*抜粋*.
◇ ◇ ◇

日本がここまでダメになったのは、論理的にものを考えられる人が少ない、また、社会の指導層として待遇してもらえてないことがひとつの理由だと思う。その象徴が、理工科系の政治家が少ないことだと思う。国家経営にエンジニアリングの発想は役立つし、日本でも戦国時代など鉱山経営や建築土木の才が富国強兵の鍵だった。フランスの理工科学校(ポリテクニーク)は技術将校養成のためにナポレオンが作ったし、ソ連や中国などはエンジニアが政治家の主要な供給源だったのと大違いだ。

今回の選挙の分析をしているなかで、政治家の学歴をチェックしていて、解散前の時点での衆参両院議員のそれをみると、たとえば、東京大学と京都大学の卒業生の内、理工と農学部とを加えて、学部段階での理工系を挙げてみると下記の通りだった。

医学部を入れてないのは、医学部の教育では数学などどこの学部より軽視され、数学ができる学生が医学部に入りながら、その才能はまったくの宝の持ち腐れになっているからだ。

自民党については、過去を振り返っても理科系の政治家は主要なポストを占めたことはない。

こうしてみると、公明党が意外にも理工系王国であることがわかる。新党首の石井啓一は国土交通省の土木系技官である。その前の山口那津男は東京大学法学部だが、その前の太田昭広は京都大学工学部土木学科及び大学院卒だった。

◇ ◇ ◇

保存データのエントリ:

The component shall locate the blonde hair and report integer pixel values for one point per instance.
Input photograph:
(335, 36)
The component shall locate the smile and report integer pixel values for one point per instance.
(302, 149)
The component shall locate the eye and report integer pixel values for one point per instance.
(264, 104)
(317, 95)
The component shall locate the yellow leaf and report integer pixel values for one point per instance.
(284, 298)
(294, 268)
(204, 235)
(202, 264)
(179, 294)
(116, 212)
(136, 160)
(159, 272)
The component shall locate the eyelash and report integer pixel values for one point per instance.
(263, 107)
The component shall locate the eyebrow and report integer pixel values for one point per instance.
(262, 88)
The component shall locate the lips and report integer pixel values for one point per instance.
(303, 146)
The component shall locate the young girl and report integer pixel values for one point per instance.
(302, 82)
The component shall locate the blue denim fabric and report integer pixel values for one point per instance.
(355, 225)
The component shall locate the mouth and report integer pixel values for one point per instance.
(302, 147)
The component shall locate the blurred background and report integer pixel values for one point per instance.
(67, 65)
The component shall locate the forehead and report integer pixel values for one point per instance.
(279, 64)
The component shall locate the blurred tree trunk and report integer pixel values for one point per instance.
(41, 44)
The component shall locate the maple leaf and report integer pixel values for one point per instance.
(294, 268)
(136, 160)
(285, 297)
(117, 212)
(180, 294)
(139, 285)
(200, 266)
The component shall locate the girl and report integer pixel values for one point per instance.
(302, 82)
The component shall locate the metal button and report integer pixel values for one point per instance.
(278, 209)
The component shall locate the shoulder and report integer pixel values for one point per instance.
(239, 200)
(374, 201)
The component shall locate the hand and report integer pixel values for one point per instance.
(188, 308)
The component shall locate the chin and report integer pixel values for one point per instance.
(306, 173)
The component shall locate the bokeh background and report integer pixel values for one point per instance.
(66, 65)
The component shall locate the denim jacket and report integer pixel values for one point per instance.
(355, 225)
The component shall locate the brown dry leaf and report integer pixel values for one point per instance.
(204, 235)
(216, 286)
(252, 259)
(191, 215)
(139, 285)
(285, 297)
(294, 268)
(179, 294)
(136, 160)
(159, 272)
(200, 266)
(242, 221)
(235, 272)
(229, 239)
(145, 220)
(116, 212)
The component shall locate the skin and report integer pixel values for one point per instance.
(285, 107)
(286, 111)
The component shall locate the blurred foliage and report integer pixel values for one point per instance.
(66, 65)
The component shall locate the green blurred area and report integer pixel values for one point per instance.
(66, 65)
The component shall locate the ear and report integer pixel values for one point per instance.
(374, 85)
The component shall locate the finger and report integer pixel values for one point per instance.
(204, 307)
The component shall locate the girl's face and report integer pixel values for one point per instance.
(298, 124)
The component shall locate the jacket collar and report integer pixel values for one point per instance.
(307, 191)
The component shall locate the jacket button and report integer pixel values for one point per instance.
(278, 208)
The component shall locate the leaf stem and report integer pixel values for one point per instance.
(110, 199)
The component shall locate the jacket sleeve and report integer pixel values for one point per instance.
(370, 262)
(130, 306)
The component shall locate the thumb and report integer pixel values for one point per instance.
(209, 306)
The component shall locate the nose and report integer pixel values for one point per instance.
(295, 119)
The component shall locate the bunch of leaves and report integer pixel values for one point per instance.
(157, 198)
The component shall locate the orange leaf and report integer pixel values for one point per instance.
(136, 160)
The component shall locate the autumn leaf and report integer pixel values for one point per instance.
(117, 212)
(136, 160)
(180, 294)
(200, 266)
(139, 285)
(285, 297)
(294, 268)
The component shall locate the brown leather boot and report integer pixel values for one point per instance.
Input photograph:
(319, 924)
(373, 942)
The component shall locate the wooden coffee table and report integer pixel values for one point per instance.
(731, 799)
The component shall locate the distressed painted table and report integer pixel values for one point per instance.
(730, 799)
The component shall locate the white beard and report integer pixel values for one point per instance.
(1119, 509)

◇ ◇ ◇

*やること*.
1 > 抜粋に出てくる国の名前をすべて挙げてください。
2 > 抜粋を読んで、次の問いに答えてください。
(a) フランスの理工科学校(ポリテクニーク)を作ったのはだれですか。
(b) 公明党の新党首、石井啓一はどんな技官ですか。
(c) 山口那津男はどこの学部の出身ですか。
3 > 抜粋の最後の文のあとから、その続きを書いてください。

*練習の答え*.
1 > 日本、フランス、ソ連、中国

2 >
(a) ナポレオン
(b) 国土交通省の土木系技官
(c) 東京大学法学部

3 >
また、注目の大阪6区で維新と戦う伊佐進一は、東京大学理科一類から進路振り分けで最難関の航空宇宙学科、文部科学省に進んでいる。

共産党も志位和夫は工学部の物理工学、その前の不破哲三は東京大学理学部物理学科だ。しかし、現在の代表は早稲田大学第一文学部卒の田村智子で趣味はオペラとのことでえらく極端に文科というよりは文化を思考したものだ。

一方、立憲はどうかといえば、民主党時代に遡ると東京大学工学部計数工学科からスタンフォード大学大学院博士課程の鳩山由紀夫、東京工業大学理学部応用物理学科の菅直人と理科系が続いたが、その後は、極端に文科系でもことさら論理もへったくれもない口舌の徒が続いている。